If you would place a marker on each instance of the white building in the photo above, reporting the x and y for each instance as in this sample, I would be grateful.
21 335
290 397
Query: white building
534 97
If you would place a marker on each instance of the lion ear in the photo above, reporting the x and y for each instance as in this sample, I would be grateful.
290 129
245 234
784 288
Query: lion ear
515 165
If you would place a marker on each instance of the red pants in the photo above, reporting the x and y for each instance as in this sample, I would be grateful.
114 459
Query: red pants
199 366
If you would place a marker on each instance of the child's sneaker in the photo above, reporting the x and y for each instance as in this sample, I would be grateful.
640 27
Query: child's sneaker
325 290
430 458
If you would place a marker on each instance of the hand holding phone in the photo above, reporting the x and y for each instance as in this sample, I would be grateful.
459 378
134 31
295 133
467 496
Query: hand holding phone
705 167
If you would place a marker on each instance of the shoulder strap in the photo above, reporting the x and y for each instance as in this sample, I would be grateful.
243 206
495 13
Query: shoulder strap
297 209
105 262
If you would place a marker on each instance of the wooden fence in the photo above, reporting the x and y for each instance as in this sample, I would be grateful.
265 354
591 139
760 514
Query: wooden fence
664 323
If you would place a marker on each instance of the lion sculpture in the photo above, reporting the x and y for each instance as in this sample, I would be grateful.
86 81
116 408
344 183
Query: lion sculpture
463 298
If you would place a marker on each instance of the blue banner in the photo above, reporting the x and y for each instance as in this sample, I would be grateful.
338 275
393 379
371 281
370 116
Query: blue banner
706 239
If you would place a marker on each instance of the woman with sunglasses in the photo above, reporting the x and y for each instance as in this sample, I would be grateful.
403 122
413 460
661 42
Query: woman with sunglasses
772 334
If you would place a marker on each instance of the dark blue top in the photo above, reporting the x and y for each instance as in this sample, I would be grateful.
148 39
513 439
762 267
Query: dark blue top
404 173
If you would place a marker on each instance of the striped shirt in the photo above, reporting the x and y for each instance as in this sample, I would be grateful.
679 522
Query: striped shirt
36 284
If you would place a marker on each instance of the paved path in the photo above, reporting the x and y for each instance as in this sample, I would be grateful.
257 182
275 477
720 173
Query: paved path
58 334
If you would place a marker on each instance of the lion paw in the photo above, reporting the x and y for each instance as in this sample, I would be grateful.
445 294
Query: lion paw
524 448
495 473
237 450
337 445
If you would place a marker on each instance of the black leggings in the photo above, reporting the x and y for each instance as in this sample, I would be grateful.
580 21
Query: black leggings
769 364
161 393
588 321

Written task = Reproduce all of the records above, substituting "plaid shirt" for "striped shirt" wherever it occurs and leaving every other line unchanged.

Response below =
If you would place a marker on each instance of the white building in the photo above, reporting the x and y for each instance as in this sample, I would be grateful.
21 335
290 397
Query: white building
534 97
If you would place a marker on each instance of the lion ear in the photo above, reporting the x and y for each instance as in this sample, I would be grateful.
290 129
245 234
784 288
Query: lion ear
515 165
If you would place a marker on each instance of the red pants in the photo above, reporting the x and y for each instance as in this sample, I would be grateful.
114 459
Query: red pants
199 366
If you would place a marker on each instance of the child's sneaker in the photo above, reporting the x and y for each instance as in this sample, I would be grateful.
640 27
Query: child's sneaker
325 290
430 458
If you would place a marker on each instance of the hand holding phone in the photo above, reporting the x and y for each instance as in this sample, I would be grateful.
459 378
134 31
295 133
467 496
Query: hand holding phone
705 167
If you would place a marker on each instance of the shoulder strap in the photo above, reporting the x and y for each instance as in this sample, I would be grateful.
243 206
495 13
Query: shoulder strap
297 209
105 262
If you would place a marker on each instance of the wooden fence in the photo above, reporting the x and y for each instance as in this sample, I would be grateful.
265 354
591 139
760 514
Query: wooden fence
664 323
If you would place a marker on each instance of the lion sculpture in the photo above, reporting the x and y for each instance as in this sample, I would be grateful.
86 81
116 408
344 183
Query: lion sculpture
463 298
If you would place a marker on each instance of the blue banner in the photo above, reporting the x and y for each instance as in this sample, I would be grateful.
338 275
393 379
371 281
370 116
Query: blue banner
706 239
If you would place a marker on each instance of the woman with sunglasses in the photo above, reporting the x and y for each instance as in this sample, I would be grateful.
403 122
413 460
661 42
Query: woman with sunglasses
772 334
If you would place a marker on each instance of the dark blue top in the photo above, reporting the x and y for each instance as in this sample, I would be grateful.
148 39
513 439
762 267
Query: dark blue top
404 173
If you would place a marker on each instance of the plaid shirt in the photo above, reporting the x and y for each instance as in this sample, I would be grateful.
679 522
Query: plaid shirt
36 284
If you would place a marker on each instance of the paved path in the photo above, reporting the x and y for each instance as in this sample, I would be grateful.
257 182
275 477
720 173
Query: paved path
58 334
If you would place a marker on each instance of the lion paw in the photo above, reporting the x and y for each instance as in this sample, I would be grateful.
445 294
Query: lion paw
524 448
495 473
237 450
337 445
If you would place a marker on each instance of the black leggings in the photo above, reporting the x and y for each instance as in this sample, I would be grateful.
580 21
Query: black leggings
769 364
161 393
588 321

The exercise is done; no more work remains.